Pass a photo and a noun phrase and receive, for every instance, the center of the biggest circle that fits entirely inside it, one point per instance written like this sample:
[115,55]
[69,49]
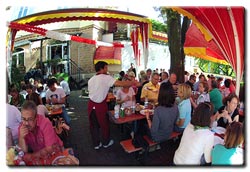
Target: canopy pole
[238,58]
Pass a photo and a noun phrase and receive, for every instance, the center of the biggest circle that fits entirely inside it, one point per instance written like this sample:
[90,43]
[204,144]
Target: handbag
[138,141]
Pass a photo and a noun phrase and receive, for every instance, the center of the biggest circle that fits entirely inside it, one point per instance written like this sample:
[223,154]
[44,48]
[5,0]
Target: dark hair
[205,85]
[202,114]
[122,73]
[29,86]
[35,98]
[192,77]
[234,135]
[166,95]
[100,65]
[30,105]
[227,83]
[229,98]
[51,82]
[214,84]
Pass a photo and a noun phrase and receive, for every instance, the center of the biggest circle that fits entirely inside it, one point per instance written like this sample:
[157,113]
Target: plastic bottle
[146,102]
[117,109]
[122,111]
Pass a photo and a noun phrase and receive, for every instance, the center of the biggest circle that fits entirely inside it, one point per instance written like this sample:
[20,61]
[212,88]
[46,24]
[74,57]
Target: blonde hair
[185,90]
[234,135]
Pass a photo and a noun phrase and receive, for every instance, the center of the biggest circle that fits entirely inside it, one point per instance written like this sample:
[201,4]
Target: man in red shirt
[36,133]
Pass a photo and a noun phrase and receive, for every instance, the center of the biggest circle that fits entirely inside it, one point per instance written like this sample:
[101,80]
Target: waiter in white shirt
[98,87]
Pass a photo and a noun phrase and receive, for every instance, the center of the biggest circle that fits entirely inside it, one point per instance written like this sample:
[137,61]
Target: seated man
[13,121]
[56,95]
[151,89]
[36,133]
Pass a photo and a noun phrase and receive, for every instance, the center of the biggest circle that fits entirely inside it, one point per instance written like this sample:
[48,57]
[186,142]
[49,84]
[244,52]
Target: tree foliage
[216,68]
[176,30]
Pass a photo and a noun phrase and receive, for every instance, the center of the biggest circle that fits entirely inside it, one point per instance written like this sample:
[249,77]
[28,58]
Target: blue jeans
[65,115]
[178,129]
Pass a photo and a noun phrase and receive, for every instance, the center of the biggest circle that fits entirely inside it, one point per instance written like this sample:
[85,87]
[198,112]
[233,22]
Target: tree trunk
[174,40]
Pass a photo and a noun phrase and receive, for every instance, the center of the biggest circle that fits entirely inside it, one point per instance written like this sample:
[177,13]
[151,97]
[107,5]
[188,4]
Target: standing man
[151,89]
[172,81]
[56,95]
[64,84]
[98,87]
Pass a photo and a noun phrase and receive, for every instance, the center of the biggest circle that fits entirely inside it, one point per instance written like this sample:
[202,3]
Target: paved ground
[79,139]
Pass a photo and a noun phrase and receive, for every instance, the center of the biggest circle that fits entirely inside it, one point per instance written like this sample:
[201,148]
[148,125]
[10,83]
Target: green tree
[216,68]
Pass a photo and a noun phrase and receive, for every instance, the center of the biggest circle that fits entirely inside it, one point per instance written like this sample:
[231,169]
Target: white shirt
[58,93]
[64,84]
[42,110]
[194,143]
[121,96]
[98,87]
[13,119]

——

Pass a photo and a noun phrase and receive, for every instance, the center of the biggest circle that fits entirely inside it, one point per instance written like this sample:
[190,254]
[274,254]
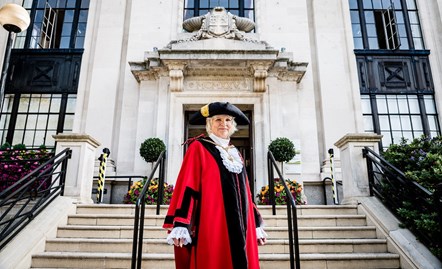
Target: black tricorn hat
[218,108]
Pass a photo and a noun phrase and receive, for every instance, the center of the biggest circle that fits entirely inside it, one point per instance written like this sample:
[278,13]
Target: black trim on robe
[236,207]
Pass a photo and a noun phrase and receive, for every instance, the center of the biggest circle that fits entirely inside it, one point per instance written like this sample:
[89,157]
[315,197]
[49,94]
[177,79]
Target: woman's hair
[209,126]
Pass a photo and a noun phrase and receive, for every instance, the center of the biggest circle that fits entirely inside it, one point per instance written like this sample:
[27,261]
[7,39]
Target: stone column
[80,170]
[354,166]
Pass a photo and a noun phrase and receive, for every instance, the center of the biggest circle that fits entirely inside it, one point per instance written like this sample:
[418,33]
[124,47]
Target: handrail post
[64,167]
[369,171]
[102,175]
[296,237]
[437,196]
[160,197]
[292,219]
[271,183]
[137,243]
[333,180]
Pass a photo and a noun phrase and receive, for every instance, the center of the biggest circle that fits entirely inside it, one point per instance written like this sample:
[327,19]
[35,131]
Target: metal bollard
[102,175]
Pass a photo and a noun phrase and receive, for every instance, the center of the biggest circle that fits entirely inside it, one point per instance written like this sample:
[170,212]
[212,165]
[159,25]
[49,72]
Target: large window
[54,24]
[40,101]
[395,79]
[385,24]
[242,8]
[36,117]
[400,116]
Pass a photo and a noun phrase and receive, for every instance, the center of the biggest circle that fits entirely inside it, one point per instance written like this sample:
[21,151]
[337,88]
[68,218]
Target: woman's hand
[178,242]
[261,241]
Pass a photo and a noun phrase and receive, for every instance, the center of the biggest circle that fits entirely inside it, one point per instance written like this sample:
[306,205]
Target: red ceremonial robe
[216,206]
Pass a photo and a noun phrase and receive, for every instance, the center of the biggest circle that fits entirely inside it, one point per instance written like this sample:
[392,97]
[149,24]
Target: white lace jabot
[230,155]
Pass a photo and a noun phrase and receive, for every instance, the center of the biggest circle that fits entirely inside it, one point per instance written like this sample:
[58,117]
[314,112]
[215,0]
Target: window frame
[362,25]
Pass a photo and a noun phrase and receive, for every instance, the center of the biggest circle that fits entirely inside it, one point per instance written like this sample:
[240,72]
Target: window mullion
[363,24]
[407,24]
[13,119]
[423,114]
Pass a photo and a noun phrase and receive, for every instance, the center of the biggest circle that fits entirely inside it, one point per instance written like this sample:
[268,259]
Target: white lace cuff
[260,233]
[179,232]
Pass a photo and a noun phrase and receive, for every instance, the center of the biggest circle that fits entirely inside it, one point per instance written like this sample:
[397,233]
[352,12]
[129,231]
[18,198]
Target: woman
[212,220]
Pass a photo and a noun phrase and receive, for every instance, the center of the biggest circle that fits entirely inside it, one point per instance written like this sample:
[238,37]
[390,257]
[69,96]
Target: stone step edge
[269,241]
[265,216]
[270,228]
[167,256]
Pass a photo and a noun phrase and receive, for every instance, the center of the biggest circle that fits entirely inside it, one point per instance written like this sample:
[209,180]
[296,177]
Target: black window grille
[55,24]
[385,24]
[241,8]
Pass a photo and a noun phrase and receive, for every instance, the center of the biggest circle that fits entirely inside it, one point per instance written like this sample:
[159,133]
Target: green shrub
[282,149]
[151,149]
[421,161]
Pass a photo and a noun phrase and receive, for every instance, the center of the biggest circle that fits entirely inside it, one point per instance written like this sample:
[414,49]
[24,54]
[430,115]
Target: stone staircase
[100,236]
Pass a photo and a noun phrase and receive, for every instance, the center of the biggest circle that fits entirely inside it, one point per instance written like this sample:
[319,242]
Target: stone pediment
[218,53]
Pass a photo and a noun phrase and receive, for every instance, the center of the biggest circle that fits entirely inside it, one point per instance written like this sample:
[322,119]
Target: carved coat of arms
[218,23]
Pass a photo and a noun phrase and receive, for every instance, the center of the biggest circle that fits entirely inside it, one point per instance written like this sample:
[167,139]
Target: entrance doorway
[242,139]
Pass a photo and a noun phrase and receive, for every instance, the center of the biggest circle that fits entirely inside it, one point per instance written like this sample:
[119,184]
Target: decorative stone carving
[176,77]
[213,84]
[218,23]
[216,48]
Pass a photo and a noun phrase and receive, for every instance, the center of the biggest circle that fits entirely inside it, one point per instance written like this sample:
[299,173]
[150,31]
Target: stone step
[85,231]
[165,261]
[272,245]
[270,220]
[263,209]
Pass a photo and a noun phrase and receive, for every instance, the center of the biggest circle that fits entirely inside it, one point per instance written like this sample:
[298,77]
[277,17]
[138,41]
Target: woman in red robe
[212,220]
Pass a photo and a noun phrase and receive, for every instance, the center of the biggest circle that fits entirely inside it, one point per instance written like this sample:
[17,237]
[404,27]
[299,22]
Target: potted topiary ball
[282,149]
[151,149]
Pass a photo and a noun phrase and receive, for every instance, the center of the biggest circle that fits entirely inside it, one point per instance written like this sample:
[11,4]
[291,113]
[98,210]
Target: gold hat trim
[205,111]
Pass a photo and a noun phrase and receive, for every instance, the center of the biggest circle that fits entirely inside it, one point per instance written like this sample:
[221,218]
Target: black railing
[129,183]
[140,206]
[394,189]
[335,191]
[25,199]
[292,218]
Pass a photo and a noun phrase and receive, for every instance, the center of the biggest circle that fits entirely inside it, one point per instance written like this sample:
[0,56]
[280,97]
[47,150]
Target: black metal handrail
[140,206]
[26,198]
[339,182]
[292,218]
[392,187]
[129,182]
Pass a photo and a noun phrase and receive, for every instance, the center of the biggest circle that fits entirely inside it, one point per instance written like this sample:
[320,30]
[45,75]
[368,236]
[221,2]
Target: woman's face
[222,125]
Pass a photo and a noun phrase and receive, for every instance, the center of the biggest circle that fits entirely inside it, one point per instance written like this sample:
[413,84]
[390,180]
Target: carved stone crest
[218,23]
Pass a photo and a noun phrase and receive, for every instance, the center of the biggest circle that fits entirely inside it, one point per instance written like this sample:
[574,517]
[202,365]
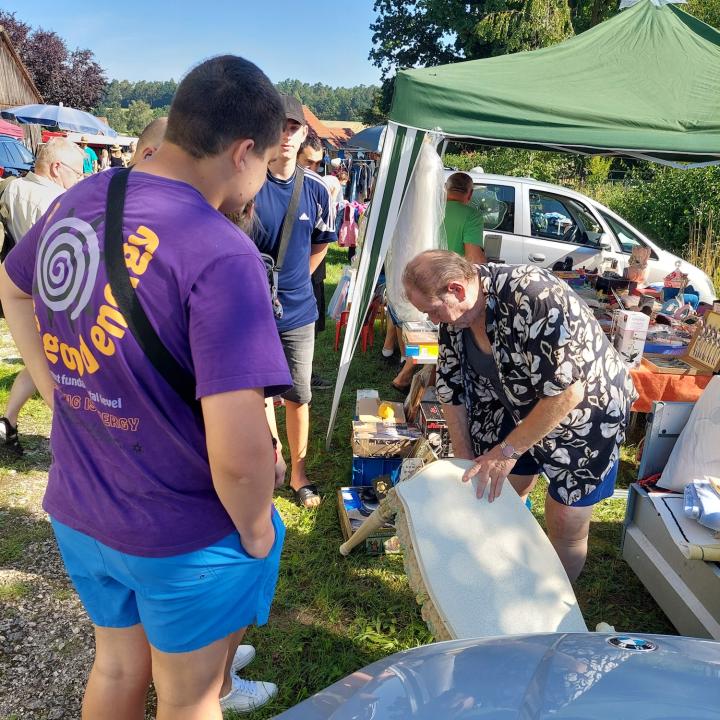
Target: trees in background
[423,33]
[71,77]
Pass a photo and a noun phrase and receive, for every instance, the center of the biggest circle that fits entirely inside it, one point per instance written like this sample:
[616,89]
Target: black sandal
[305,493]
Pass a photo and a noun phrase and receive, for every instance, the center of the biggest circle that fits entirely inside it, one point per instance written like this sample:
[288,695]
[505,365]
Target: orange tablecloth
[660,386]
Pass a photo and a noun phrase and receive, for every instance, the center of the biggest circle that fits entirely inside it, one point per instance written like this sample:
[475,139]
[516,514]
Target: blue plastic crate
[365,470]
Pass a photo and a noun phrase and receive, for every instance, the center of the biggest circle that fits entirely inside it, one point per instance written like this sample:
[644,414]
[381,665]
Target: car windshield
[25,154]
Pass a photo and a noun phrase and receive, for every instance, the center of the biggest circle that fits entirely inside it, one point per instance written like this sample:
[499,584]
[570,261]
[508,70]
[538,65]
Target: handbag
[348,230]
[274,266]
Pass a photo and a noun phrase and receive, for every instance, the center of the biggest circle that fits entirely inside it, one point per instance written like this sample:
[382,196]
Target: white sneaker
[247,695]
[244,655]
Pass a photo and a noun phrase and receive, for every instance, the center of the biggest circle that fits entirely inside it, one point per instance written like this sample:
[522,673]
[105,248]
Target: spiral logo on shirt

——

### Task statement
Return each line above that contains the string "handrail". Treat uppercase and lowercase as different when matching.

### The result
Target: handrail post
Target: black metal handrail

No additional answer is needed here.